TASK TO COMPLETE ▸ The lines to copy are those holding the string "outline" in the entries below.

[Stored items]
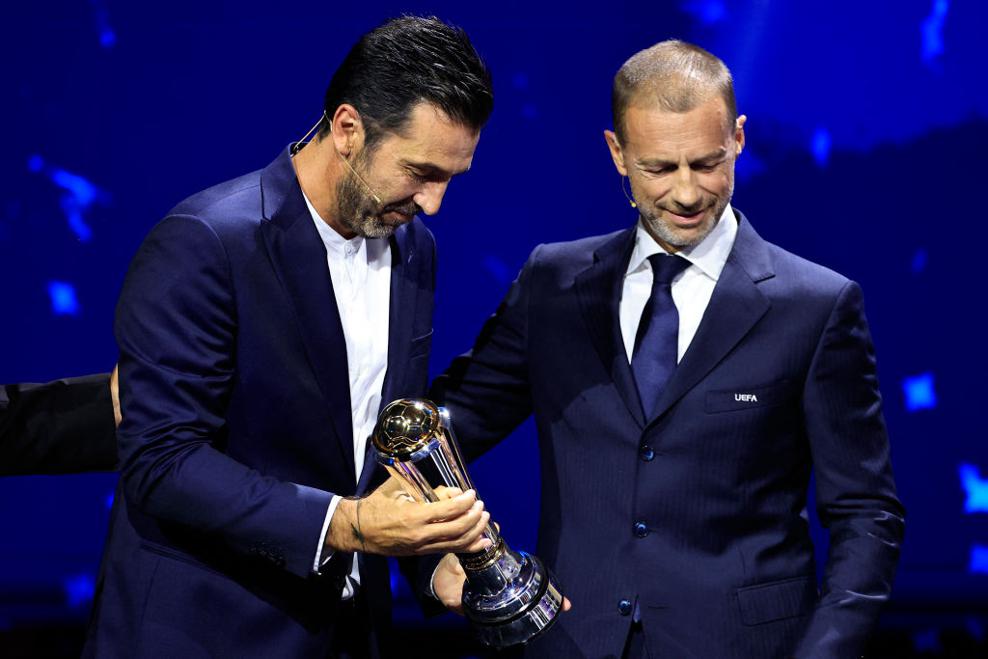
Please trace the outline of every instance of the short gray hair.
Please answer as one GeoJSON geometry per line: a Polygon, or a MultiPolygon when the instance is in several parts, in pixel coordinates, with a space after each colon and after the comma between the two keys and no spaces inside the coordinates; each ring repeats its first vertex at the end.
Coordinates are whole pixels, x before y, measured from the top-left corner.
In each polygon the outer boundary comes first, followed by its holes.
{"type": "Polygon", "coordinates": [[[727,66],[699,46],[678,39],[662,41],[631,56],[614,76],[611,112],[614,131],[624,140],[624,115],[642,94],[668,112],[689,112],[719,94],[733,128],[738,117],[734,80],[727,66]]]}

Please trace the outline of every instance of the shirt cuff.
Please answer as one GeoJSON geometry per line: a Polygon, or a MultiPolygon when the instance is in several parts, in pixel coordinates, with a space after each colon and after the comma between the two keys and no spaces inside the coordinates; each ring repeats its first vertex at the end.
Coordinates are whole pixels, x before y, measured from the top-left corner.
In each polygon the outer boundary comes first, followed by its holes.
{"type": "MultiPolygon", "coordinates": [[[[325,556],[323,555],[323,549],[326,547],[326,534],[329,533],[329,523],[333,521],[333,513],[336,512],[336,507],[340,505],[340,501],[343,497],[334,494],[333,498],[329,502],[329,507],[326,509],[326,519],[322,523],[322,533],[319,534],[319,544],[316,545],[316,558],[312,561],[312,571],[319,574],[320,571],[329,562],[329,559],[333,557],[331,551],[327,551],[325,556]]],[[[435,576],[435,575],[433,575],[435,576]]],[[[432,584],[429,584],[429,588],[432,588],[432,584]]]]}
{"type": "Polygon", "coordinates": [[[435,583],[434,582],[436,580],[436,573],[439,572],[439,566],[440,565],[442,565],[442,560],[440,560],[438,563],[436,563],[436,567],[432,571],[432,576],[429,577],[429,585],[425,589],[425,594],[428,595],[429,597],[431,597],[432,599],[436,600],[437,602],[439,601],[439,596],[436,595],[436,586],[435,586],[435,583]]]}

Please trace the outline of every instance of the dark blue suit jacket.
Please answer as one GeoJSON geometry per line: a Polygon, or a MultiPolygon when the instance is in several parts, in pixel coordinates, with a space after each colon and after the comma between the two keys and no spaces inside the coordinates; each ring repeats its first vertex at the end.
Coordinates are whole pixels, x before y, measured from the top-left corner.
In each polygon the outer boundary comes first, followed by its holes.
{"type": "MultiPolygon", "coordinates": [[[[422,394],[432,335],[432,235],[416,219],[391,248],[384,402],[422,394]]],[[[116,335],[121,487],[86,653],[326,656],[355,631],[334,627],[350,556],[311,574],[323,520],[375,468],[356,481],[343,330],[287,151],[152,230],[116,335]]],[[[361,575],[380,632],[385,560],[361,575]]]]}
{"type": "Polygon", "coordinates": [[[470,456],[535,414],[537,553],[573,609],[532,656],[621,656],[619,603],[637,600],[653,656],[846,659],[888,598],[904,513],[860,289],[738,221],[655,418],[618,321],[633,229],[537,248],[437,382],[470,456]],[[811,468],[831,538],[819,594],[811,468]]]}

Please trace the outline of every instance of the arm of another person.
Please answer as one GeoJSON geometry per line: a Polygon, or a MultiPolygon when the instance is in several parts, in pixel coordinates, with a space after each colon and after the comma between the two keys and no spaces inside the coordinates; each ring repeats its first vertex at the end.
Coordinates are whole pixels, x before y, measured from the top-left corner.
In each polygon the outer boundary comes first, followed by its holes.
{"type": "MultiPolygon", "coordinates": [[[[467,461],[495,446],[532,413],[528,318],[540,250],[541,246],[532,252],[473,348],[454,359],[432,384],[430,398],[449,409],[467,461]]],[[[417,574],[408,575],[413,584],[459,612],[465,574],[456,558],[430,557],[417,568],[417,574]]]]}
{"type": "Polygon", "coordinates": [[[817,509],[830,534],[797,657],[861,656],[888,601],[904,533],[861,289],[841,290],[803,392],[817,509]]]}
{"type": "Polygon", "coordinates": [[[0,386],[0,476],[115,469],[114,398],[106,374],[0,386]]]}

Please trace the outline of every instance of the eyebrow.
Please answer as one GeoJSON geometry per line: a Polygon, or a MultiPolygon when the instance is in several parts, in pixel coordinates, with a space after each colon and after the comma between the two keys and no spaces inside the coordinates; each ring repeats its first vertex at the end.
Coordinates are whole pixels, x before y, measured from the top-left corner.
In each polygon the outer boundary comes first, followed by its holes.
{"type": "MultiPolygon", "coordinates": [[[[699,158],[690,161],[691,165],[698,163],[710,162],[711,160],[720,160],[727,155],[727,149],[725,147],[720,147],[716,151],[711,151],[710,153],[704,154],[699,158]]],[[[679,162],[676,160],[663,160],[662,158],[641,158],[637,160],[636,163],[639,167],[669,167],[678,165],[679,162]]]]}
{"type": "MultiPolygon", "coordinates": [[[[422,173],[423,176],[429,178],[438,179],[451,179],[457,174],[462,174],[463,172],[448,172],[442,167],[438,167],[428,162],[414,162],[411,160],[402,160],[401,164],[405,167],[411,167],[412,169],[417,169],[422,173]]],[[[464,172],[467,170],[463,170],[464,172]]]]}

SOLVED EXERCISE ▸
Please trace the outline of every instance of the short gray hair.
Please trace the outline of every instance of the shirt cuff.
Please trace the outline of every instance of the dark blue suit jacket.
Please trace the outline of every instance of the arm of another person.
Please trace the outline of every instance of the eyebrow.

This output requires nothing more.